◆ WHAT THIS TASK INVOLVES
Would you copy only the lines below, beginning with the one that contains "of the corrugated" and running through the last entry line?

(Records from a point labeling set)
------

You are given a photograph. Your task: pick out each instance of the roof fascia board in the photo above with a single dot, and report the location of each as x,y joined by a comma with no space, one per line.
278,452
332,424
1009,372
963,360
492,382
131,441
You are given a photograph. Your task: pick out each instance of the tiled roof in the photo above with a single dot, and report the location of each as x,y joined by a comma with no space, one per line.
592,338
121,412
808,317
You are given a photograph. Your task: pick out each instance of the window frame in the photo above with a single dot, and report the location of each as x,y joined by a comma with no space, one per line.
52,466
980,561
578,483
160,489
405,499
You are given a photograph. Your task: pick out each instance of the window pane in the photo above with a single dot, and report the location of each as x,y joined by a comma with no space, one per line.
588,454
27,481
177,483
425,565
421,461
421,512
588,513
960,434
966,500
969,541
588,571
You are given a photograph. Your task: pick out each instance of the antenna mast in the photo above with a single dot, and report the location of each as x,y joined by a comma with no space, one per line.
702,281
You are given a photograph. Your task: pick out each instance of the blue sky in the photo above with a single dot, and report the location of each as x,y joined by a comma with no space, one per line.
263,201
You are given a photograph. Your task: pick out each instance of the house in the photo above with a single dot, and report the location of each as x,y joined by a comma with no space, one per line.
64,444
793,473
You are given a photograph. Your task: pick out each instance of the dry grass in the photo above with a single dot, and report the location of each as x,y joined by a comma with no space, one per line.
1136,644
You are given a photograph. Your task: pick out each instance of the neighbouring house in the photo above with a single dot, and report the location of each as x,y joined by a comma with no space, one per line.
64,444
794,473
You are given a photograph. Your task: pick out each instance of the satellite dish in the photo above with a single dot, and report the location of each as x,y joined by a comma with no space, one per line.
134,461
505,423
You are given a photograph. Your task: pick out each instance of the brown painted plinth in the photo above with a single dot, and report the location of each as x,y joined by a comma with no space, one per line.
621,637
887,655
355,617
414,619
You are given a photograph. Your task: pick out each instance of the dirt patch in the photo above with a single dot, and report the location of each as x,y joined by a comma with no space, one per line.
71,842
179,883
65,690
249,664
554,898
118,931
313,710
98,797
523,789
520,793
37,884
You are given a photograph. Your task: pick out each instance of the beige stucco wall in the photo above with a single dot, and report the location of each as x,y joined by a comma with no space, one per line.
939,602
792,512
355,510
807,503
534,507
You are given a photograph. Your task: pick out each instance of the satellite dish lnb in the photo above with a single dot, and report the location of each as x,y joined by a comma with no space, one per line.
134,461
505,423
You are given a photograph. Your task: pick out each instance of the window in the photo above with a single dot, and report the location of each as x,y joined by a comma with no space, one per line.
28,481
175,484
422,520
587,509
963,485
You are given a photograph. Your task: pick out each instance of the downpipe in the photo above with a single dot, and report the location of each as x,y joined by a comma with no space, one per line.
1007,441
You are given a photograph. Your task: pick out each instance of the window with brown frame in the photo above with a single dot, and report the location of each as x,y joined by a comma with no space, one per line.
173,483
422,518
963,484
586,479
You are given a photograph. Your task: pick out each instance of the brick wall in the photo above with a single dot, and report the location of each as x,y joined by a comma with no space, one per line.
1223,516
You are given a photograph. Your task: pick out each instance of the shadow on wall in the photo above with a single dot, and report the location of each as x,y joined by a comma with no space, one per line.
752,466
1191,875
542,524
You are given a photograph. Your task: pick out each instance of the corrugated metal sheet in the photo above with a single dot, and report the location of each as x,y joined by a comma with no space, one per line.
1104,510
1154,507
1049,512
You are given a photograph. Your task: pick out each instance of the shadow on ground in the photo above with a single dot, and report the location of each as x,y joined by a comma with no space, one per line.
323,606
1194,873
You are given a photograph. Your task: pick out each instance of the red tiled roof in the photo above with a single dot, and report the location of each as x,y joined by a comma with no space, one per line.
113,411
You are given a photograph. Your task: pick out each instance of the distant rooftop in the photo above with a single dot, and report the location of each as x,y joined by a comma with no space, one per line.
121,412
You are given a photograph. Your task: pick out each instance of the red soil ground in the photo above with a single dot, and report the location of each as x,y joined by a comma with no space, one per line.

------

◆ THE ANSWER
You are given a photograph. Your task: pick out each instance of the corrugated metal sheet in the photo above with a single dot, and report the location of each as x,y joined by a comma with no space, one per line.
1104,510
1154,507
1049,512
You are given a photograph. Your task: pick out each instance of the shadow on ground in the photo above with a single dot, and report the location of each as x,y joined by a comma with no space, one per line.
323,606
1194,873
You are given a photograph. Your task: pick out each instance of the red tiled roof in the photo above with a single dot, and report the location of each as x,y joined by a comma with no space, one per line.
113,411
You are given a photograph. Your task: pick out each instance of the distant rooftop in the photo above with a single dot, and report the location of each as x,y joined by a comma with no space, one per line.
121,412
You are given a photograph. Your task: pick out each instance of the red soil ground in the photo above with a single dot, and report the location of each as x,y joined by a comma with no space, one per line.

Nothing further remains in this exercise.